::: EXTRACT

The Father’s Day wish a sad dad would love
Even “Happy Father’s Day” wishes from each of Paul Brown’s nine remaining children still leave a void.
He longs for one today from his late 24-year-old son Patrick, whom he had to bury. It would mean the world.
Naturally, he will not get it. And not getting that wish last year for the first time was brutal.
“He died last year March, so I missed out on his Father’s Day wish. He would be one of the first of my children to tell me ‘Happy Father’s Day.’ I really missed out on that. He would call me and say, ‘Dad, what’s up? Nothing nah gwan on the Father’s Day, but mi a call and give you a shout up.’ That space is now empty,” Paul Brown told the Jamaica Observer.
“You just have to focus and stay positive, mentally and physically. I know that I will never see him again, not in this life. So it is just what it is. I have to just accept it and know that I will be here for my other children and that’s it,” he added.
His son Patrick, otherwise called Welsh, along with three other men, was killed by police on March 9, 2022 in Zambia, Central Village, St Catherine.
Police said it was a targeted operation in the community. Patrick was named by police as a person of interest in a shooting committed in the Central Village area — which his dad refuted.

::::::

• EXERCISE REQUIREMENTS
(1) According to the article, on what date was Patrick killed by police?
(2) Write out the article's text word for word, from "Naturally, he will" up to and including "Village, St Catherine.".
Rely only on the article itself, not on outside knowledge.

::: ENTRIES SHOWN

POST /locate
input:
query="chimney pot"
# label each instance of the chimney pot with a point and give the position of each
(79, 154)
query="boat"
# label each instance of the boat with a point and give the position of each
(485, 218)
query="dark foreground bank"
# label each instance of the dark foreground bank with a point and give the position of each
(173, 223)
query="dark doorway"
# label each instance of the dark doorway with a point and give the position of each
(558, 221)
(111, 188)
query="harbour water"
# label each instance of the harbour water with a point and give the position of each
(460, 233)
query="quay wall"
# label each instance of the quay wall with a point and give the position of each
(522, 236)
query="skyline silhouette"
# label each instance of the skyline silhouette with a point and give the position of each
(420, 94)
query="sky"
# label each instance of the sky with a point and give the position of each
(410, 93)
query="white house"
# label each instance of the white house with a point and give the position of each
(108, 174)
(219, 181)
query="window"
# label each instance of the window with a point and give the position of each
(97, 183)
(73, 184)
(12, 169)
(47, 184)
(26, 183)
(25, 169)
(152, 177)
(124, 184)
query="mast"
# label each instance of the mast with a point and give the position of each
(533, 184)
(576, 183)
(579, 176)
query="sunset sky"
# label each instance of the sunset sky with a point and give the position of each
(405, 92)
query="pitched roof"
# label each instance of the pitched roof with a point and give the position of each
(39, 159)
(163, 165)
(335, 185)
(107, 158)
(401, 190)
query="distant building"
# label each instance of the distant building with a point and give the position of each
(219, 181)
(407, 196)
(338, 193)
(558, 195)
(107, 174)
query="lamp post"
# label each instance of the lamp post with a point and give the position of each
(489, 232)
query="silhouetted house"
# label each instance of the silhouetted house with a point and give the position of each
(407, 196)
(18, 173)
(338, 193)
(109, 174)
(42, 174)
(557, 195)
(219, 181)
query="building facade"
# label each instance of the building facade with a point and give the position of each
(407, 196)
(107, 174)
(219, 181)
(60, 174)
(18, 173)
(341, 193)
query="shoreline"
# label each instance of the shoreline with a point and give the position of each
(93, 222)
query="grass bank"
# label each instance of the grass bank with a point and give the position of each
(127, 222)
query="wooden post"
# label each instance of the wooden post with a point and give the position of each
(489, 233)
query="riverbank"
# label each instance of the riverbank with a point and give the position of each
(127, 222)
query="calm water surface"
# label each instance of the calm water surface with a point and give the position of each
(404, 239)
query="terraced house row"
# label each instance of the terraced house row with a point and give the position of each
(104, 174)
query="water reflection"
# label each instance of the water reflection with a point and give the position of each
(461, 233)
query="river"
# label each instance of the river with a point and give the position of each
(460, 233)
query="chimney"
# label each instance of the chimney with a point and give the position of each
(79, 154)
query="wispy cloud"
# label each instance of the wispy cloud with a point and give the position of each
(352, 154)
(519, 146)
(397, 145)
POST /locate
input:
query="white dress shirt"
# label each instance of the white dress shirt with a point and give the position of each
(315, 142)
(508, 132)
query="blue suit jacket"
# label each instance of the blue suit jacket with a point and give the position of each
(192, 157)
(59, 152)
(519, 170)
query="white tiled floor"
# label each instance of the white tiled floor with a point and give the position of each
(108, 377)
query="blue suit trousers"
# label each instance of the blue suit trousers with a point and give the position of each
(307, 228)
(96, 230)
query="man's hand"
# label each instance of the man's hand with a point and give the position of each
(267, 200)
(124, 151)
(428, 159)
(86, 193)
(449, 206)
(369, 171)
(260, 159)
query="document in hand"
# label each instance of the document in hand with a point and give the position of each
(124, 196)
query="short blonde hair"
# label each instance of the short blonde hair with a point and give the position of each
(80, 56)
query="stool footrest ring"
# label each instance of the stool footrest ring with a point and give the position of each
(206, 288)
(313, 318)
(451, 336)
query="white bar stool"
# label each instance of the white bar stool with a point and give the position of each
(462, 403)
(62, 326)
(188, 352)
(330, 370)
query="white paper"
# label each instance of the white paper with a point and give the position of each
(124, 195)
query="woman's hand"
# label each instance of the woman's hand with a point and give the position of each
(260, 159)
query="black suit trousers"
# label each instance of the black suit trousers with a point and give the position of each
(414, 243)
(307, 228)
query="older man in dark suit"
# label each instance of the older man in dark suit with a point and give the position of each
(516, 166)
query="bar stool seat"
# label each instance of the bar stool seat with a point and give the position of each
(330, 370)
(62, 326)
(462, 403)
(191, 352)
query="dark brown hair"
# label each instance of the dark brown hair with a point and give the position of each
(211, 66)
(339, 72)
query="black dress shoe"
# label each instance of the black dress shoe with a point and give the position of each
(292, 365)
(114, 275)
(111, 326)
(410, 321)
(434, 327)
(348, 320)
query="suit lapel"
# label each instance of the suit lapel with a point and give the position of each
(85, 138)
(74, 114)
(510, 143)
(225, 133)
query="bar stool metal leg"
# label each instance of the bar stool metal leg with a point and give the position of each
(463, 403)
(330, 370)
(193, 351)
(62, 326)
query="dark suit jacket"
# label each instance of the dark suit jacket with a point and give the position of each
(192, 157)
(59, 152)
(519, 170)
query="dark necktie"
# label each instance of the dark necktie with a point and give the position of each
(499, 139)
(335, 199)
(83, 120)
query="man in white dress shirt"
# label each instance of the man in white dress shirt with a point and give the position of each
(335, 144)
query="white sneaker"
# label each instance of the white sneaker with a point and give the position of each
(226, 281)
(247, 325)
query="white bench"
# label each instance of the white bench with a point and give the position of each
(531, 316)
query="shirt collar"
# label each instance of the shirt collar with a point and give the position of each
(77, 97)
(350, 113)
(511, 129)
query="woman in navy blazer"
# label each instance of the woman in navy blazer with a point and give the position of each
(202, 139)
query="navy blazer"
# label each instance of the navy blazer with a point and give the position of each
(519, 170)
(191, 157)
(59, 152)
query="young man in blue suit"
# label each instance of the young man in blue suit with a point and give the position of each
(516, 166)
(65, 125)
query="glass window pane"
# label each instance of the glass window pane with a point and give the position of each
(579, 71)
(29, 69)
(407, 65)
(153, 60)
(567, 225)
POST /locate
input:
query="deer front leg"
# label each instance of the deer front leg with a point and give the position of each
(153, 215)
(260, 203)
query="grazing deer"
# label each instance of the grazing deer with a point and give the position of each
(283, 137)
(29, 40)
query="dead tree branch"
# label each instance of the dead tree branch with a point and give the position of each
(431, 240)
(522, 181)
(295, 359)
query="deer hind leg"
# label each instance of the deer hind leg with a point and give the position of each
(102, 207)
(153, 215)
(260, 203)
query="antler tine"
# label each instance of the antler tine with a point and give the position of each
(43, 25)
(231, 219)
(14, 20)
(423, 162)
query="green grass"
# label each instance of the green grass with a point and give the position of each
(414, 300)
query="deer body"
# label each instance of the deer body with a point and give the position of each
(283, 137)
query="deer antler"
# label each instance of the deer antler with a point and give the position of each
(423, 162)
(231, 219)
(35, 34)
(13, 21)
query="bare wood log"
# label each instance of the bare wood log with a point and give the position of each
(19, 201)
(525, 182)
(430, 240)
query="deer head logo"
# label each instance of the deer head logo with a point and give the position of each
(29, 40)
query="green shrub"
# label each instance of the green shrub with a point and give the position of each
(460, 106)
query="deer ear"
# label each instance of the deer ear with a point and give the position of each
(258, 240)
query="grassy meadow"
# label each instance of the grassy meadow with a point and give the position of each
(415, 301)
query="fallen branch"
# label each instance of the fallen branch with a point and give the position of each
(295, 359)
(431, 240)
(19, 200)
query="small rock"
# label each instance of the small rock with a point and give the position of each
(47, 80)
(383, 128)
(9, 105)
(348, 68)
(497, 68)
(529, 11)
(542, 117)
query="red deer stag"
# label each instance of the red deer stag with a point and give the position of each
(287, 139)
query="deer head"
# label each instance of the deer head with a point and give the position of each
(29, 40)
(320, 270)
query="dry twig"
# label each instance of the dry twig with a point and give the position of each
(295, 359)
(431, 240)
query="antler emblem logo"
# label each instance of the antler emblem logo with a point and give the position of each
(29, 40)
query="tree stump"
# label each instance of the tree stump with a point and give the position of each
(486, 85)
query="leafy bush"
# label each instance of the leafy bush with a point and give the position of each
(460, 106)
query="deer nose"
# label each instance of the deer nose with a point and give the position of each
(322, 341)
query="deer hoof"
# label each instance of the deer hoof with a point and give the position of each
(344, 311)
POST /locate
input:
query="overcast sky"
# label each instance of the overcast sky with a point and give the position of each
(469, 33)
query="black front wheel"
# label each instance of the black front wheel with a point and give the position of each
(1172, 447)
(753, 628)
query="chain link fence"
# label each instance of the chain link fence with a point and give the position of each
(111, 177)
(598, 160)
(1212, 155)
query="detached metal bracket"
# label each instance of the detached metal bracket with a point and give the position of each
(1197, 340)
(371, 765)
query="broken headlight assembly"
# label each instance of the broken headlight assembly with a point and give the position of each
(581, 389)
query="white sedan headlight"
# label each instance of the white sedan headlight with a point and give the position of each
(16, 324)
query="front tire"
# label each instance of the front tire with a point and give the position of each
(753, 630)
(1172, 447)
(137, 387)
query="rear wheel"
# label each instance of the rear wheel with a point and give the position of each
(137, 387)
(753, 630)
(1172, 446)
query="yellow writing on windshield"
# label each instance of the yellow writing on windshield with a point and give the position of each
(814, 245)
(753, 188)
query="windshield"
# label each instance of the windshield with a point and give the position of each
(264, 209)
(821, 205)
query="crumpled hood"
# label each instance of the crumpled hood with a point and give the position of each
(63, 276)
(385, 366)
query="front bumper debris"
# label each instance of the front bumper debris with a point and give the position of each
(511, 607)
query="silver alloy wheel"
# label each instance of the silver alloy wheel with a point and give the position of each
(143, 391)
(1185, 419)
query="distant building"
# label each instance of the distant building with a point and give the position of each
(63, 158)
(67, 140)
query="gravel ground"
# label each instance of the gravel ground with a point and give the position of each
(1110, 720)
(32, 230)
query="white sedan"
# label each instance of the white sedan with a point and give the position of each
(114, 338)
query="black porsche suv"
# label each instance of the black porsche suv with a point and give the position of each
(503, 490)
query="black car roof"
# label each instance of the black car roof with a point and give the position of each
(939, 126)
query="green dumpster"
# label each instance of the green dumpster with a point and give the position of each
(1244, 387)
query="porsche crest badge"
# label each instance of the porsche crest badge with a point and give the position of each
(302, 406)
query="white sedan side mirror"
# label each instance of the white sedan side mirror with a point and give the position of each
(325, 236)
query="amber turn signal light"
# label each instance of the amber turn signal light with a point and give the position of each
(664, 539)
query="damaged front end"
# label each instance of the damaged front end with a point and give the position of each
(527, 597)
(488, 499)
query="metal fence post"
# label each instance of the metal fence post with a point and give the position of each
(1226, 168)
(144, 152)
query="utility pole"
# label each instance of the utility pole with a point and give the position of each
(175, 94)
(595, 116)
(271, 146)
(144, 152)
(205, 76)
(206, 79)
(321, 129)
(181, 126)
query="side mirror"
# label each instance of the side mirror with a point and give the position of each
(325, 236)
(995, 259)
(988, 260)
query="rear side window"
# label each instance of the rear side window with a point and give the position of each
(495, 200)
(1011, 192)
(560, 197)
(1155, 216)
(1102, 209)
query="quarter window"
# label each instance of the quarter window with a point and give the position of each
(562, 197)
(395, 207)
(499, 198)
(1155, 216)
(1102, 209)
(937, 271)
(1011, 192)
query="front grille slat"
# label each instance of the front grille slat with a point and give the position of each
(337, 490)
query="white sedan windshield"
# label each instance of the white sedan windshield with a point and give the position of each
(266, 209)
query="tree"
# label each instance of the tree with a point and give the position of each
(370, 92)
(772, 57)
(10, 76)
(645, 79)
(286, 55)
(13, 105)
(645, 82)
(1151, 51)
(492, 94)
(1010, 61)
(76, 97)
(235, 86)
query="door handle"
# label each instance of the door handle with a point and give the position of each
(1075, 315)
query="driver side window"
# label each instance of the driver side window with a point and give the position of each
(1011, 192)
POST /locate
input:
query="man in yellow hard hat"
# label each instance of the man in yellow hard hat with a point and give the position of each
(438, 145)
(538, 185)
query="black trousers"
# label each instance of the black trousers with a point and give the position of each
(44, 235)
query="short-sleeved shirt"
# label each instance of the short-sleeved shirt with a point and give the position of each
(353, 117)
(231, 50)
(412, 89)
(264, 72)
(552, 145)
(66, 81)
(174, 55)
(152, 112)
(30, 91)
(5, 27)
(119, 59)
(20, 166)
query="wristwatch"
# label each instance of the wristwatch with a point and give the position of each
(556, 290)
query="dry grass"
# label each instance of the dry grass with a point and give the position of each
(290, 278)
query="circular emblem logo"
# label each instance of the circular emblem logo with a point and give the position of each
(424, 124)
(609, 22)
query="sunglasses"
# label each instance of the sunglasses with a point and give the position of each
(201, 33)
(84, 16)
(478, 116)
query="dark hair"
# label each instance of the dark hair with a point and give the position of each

::::::

• RESULTS FOR EACH TASK
(1) March 9, 2022.

(2)
Naturally, he will not get it. And not getting that wish last year for the first time was brutal.
“He died last year March, so I missed out on his Father’s Day wish. He would be one of the first of my children to tell me ‘Happy Father’s Day.’ I really missed out on that. He would call me and say, ‘Dad, what’s up? Nothing nah gwan on the Father’s Day, but mi a call and give you a shout up.’ That space is now empty,” Paul Brown told the Jamaica Observer.
“You just have to focus and stay positive, mentally and physically. I know that I will never see him again, not in this life. So it is just what it is. I have to just accept it and know that I will be here for my other children and that’s it,” he added.
His son Patrick, otherwise called Welsh, along with three other men, was killed by police on March 9, 2022 in Zambia, Central Village, St Catherine.